***** LISTED ENTRIES

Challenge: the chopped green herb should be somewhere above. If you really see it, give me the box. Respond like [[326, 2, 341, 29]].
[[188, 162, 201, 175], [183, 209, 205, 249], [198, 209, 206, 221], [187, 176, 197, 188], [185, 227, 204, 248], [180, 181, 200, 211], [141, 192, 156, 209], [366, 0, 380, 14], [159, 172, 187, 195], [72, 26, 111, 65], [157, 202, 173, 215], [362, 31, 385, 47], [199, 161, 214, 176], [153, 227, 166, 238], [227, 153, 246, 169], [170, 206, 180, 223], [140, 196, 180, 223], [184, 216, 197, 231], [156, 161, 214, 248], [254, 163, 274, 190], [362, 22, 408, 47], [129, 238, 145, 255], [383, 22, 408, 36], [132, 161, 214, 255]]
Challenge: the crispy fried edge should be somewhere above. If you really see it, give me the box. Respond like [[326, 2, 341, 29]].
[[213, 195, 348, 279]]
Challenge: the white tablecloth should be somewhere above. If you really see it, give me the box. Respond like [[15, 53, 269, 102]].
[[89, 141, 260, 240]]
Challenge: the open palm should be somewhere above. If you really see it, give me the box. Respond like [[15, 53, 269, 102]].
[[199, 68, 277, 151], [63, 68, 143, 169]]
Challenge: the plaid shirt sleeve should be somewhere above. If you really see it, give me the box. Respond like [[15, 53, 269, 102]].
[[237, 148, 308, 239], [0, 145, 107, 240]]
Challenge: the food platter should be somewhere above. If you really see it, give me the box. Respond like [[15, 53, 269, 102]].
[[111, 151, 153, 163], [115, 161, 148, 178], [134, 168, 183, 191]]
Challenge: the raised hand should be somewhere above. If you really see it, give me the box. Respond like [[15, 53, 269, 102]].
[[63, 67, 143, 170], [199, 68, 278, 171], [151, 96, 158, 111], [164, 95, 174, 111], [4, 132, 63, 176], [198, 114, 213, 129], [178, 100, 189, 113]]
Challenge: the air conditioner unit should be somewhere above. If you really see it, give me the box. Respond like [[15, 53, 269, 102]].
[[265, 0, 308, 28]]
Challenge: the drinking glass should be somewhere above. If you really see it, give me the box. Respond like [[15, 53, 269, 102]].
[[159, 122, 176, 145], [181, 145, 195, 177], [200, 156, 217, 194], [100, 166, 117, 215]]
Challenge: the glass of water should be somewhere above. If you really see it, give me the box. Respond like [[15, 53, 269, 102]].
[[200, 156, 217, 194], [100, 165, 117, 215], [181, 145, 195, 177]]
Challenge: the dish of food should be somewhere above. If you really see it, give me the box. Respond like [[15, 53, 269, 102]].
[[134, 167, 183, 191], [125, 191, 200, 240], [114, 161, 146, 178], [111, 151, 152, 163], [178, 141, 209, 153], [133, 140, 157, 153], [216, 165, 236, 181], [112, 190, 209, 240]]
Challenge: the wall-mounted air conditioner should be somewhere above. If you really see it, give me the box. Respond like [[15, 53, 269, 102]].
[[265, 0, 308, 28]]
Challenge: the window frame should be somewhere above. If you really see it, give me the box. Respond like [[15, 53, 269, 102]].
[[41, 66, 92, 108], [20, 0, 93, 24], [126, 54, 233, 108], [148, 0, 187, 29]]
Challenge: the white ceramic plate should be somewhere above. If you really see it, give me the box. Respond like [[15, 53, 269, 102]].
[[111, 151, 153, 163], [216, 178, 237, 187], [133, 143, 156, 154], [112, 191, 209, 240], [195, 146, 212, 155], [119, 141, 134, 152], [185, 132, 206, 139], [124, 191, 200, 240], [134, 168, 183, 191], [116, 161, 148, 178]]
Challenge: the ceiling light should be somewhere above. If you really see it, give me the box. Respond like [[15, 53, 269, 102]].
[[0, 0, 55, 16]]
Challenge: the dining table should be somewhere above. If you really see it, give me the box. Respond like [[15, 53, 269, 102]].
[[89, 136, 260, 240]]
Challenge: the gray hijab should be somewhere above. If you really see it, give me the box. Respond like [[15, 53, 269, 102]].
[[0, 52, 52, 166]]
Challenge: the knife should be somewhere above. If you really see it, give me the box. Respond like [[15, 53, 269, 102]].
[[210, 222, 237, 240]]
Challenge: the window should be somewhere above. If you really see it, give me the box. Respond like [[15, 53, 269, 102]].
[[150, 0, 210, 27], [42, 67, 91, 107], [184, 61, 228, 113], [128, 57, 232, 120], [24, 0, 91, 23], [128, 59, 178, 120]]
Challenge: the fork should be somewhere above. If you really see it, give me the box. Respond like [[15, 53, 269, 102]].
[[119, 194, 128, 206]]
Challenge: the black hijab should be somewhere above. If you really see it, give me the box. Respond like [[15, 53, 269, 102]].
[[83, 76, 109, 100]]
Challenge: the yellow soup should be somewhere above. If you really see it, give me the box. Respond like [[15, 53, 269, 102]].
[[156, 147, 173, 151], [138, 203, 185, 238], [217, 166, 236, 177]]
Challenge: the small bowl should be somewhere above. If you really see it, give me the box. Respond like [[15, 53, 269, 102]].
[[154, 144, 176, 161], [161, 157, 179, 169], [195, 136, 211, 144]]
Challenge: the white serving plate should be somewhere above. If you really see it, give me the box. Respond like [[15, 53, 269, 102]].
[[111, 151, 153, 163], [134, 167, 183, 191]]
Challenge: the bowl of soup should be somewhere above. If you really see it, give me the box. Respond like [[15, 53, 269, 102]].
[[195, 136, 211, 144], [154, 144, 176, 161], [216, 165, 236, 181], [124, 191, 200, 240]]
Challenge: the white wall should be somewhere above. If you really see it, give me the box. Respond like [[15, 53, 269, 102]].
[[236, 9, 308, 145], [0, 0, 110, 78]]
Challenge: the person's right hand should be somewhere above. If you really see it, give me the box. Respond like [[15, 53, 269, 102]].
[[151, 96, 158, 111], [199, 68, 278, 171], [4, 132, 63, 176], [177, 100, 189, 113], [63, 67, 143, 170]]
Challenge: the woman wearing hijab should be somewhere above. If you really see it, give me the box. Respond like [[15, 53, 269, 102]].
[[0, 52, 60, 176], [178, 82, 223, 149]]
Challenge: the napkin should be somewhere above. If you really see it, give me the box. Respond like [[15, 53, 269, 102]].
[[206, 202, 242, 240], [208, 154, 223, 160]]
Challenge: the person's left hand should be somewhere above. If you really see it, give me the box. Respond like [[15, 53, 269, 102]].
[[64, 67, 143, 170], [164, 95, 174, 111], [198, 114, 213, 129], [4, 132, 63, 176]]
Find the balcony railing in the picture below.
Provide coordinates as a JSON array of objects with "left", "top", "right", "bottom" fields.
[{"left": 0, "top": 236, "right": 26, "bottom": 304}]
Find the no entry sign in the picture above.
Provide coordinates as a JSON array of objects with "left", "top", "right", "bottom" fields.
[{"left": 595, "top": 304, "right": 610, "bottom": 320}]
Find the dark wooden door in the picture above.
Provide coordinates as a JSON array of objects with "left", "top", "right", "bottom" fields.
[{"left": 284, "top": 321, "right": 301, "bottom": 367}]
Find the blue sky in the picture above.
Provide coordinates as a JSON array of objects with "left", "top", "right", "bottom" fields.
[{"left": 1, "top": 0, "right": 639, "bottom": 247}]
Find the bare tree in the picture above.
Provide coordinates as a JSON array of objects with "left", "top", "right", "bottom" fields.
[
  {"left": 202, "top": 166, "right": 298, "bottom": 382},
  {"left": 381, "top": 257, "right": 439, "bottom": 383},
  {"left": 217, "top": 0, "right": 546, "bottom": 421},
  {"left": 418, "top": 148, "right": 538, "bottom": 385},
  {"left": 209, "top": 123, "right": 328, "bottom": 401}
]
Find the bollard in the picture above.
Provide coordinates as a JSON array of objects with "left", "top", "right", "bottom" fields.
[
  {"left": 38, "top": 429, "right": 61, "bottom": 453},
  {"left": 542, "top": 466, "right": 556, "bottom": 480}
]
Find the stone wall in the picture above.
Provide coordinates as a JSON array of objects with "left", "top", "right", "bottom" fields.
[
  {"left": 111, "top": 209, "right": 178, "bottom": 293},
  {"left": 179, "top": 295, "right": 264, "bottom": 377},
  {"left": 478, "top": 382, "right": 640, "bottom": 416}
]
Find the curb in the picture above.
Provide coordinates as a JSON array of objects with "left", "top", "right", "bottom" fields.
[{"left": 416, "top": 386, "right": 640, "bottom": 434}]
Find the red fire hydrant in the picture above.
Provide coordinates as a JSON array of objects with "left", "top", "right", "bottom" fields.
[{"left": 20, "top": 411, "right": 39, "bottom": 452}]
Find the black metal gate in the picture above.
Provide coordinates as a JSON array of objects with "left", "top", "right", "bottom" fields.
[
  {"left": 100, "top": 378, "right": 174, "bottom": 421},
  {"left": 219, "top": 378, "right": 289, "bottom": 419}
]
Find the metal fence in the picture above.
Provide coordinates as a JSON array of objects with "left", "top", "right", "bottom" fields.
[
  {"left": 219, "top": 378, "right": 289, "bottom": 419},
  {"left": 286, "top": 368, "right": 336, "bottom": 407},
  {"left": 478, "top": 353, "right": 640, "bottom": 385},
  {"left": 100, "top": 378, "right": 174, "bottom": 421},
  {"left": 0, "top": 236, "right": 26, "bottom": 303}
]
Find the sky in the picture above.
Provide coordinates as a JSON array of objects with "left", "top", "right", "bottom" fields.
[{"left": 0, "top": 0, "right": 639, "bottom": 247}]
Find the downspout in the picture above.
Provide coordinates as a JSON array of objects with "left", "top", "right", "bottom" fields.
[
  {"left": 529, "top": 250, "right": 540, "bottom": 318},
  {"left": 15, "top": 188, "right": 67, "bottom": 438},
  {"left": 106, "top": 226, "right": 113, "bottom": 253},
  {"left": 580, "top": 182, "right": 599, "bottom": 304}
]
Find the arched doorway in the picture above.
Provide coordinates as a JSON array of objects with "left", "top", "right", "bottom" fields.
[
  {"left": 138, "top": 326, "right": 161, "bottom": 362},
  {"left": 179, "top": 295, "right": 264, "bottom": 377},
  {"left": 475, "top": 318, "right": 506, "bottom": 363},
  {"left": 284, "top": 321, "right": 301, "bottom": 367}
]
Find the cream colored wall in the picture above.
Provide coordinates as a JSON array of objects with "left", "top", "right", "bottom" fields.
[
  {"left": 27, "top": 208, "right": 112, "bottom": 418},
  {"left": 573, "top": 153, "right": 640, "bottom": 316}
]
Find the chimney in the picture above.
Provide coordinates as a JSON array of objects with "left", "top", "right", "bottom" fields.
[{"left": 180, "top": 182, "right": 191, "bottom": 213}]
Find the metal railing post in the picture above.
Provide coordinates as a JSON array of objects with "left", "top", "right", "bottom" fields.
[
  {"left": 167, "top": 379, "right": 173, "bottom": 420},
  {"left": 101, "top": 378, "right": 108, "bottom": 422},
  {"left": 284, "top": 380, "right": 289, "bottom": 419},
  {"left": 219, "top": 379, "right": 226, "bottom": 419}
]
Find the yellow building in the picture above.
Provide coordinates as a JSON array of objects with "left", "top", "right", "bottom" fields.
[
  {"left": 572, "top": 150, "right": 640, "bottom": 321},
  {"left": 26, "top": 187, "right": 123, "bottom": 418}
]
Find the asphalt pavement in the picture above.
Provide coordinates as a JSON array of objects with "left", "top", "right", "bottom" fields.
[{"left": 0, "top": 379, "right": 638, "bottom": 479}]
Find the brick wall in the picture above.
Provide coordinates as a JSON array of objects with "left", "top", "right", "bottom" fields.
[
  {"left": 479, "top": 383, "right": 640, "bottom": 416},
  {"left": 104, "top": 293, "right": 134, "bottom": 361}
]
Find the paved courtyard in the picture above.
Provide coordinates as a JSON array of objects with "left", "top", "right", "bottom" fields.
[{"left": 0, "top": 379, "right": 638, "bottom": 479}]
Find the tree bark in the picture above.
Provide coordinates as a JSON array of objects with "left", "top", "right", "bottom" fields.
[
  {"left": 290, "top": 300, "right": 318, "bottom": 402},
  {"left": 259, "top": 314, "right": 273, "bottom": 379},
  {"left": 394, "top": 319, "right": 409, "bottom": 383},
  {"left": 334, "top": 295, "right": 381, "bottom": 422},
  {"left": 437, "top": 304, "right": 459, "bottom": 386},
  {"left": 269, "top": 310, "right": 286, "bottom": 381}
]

**********

→ **ACTION ITEM**
Within the listing above, find every line containing the string "railing" and return it.

→ **TASK OUTPUT**
Find the balcony railing in the picture below.
Find the metal railing post in the picture above.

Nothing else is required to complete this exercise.